Requirement: Retype every entry below without any change.

Information provided:
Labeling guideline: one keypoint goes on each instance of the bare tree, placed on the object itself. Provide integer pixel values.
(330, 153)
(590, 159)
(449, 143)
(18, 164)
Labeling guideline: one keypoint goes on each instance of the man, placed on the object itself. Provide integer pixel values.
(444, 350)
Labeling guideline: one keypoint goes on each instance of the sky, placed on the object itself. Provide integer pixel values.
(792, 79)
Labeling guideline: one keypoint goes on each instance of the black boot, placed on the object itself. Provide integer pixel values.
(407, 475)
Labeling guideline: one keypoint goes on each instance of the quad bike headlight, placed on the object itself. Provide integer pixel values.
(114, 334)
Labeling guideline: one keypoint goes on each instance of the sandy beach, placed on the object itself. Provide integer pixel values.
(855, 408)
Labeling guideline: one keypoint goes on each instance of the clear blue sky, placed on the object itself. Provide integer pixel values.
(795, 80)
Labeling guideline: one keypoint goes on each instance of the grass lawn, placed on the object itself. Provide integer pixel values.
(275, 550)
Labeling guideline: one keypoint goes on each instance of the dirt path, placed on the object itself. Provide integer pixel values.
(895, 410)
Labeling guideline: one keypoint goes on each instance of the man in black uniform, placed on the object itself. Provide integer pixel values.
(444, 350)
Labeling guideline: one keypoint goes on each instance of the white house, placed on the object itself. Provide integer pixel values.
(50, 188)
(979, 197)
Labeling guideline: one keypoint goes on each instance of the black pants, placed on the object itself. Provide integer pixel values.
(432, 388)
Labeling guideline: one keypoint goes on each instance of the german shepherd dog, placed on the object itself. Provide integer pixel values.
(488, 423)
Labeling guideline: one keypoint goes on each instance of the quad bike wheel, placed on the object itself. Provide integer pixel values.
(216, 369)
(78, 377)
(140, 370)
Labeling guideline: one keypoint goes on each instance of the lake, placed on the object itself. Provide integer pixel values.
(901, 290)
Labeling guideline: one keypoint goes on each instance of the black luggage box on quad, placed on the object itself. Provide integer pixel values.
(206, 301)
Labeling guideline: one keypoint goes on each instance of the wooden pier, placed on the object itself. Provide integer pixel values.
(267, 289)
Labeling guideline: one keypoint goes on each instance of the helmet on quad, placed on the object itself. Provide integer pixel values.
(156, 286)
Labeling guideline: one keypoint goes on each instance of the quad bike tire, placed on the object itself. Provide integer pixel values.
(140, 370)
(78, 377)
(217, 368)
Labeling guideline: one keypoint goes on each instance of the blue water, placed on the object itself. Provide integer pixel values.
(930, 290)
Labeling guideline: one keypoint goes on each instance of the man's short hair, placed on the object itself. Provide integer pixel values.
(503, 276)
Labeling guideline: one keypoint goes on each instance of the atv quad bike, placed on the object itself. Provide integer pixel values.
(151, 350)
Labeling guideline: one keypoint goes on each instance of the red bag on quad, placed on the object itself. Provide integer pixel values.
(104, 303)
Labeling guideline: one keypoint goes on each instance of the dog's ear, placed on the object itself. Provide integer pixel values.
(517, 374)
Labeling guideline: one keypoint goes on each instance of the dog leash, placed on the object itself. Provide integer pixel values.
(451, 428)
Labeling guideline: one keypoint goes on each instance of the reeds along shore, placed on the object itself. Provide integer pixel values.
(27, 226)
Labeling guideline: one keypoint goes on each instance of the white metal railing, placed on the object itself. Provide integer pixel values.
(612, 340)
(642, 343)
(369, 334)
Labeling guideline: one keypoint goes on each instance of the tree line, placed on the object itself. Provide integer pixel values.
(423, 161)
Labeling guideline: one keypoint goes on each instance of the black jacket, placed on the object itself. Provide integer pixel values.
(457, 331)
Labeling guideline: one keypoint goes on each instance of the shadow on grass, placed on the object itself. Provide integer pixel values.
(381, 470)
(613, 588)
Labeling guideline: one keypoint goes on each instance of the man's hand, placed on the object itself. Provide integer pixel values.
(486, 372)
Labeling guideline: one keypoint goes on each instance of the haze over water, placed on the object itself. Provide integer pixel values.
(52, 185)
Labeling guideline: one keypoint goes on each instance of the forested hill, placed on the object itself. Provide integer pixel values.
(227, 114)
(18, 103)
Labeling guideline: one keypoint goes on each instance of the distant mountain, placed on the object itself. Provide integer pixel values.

Response to the exercise:
Labeling guideline: one keypoint goes on each instance of the bare tree, placed on the object itself. Provide integer pixel values.
(330, 153)
(590, 159)
(449, 143)
(18, 164)
Labeling guideline: one keypoint goes on each instance of the man, placed on the object itself. Provide integer pixel values.
(444, 350)
Labeling guideline: one keypoint goes on each instance of the sky, placed on the object itself. Provide integer pixel values.
(792, 79)
Labeling guideline: one keypoint goes on each instance of the black boot, placed on the object itself. Provide integer pixel values.
(407, 475)
Labeling guideline: one keypoint goes on each instance of the quad bike headlight, placed on the object itself. Provide integer pixel values.
(114, 334)
Labeling guideline: one keypoint goes on each instance of the sandy beach, placed on the object itself. Provide integer pixel values.
(855, 408)
Labeling guideline: one keypoint goes on each instance of the clear blue sky, placed on the object itself. Provide integer pixel values.
(795, 80)
Labeling guideline: one keypoint goes on each instance of the grass lawn, placed on the object itself. Provide integer pixel values.
(275, 550)
Labeling guideline: one keypoint goes on each instance of the dirt path, placed on the object itself. Provide integer pixel values.
(895, 410)
Labeling guideline: one keypoint goes on each instance of the man in black uniform, placed on the object itself. Provide integer pixel values.
(444, 350)
Labeling guideline: one keypoint goes on each instance of the white house, placed on the object itself. Provide integer pixel values.
(50, 188)
(979, 197)
Labeling guideline: one keypoint goes on each instance of the black pants, placed on the object itself. Provide integer pixel values.
(432, 388)
Labeling guideline: one keypoint goes on each instance of the german shepherd dog, placed on the object itself. Provide integer pixel values.
(488, 423)
Labeling guideline: one keypoint goes on each instance of the quad bike wheel, placed on the object itself. Provide integer pixel values.
(216, 369)
(78, 377)
(140, 370)
Labeling guideline: one keypoint goes on each instance of the lake, placed on the object itself. Provide integer pixel values.
(901, 290)
Labeling guideline: one keypoint goes on each instance of the black luggage box on quad, placed on the object itself. Provide integer pixel values.
(206, 301)
Labeling guideline: one keypoint goes on each instance of the wooden pier, placed on the object itself. Provide integer pixel values.
(267, 289)
Labeling guideline: one keypoint goes on each instance of the helmet on quad, placed on the object itself. Provide integer pixel values.
(156, 286)
Labeling guideline: one keypoint goes on each instance of the quad bike tire, placed on the object itself. Provide integer pixel values.
(140, 370)
(78, 377)
(217, 368)
Labeling guideline: one keypoint goes on each instance of the blue water, placed on the object itself. Provide integer pixel values.
(930, 290)
Labeling guideline: one keypoint goes on each instance of the man's short hair, placed on the object itself. Provide integer pixel values.
(503, 276)
Labeling guideline: one keypoint goes on each instance of the atv quad bike, placed on the object itself. Provide integer pixel values.
(151, 350)
Labeling guideline: one keypoint goes on each instance of the red bag on quad, placed on the object itself. Provide integer pixel values.
(104, 303)
Labeling guideline: one keypoint goes on each instance of the dog's ear, placed on the object itself. Provide integer pixel values.
(517, 374)
Labeling guideline: one keypoint goes on each instance of the dog leash, placed on the object itself. Provide integer pixel values.
(451, 428)
Labeling guideline: one keypoint goes on each instance of the reeds along shore, placed on the object itself. Provide integer pixel values.
(27, 226)
Labeling guideline: one keypoint goes on each instance of the white metal railing, placed on the object itself. Provide integer pixel values.
(612, 340)
(642, 343)
(369, 334)
Labeling guideline: one keypoint goes on each instance of the tree line, placed on the object itself. Provide integer pixel values.
(423, 161)
Labeling guideline: one keypoint goes on each instance of the black jacket, placed on the object itself. Provide integer pixel values.
(457, 331)
Labeling guideline: one keypoint goes on each instance of the shadow on grass, placed on the object itself. Provide integer pixel values.
(381, 470)
(613, 588)
Labeling guideline: one keypoint goes on each instance of the man's hand, placed on the object itself. Provide integer pixel values.
(486, 372)
Labeling guideline: one keypoint goes on each instance of the haze over water, placed on the object itself. Provide integer pixel values.
(52, 185)
Labeling guideline: one keypoint goes on each instance of the forested hill, placed on the object itself. Provide integer pixel values.
(227, 114)
(18, 103)
Labeling guideline: one keypoint goes on each instance of the distant mountain, placed on the object itself. Provide integer pixel values.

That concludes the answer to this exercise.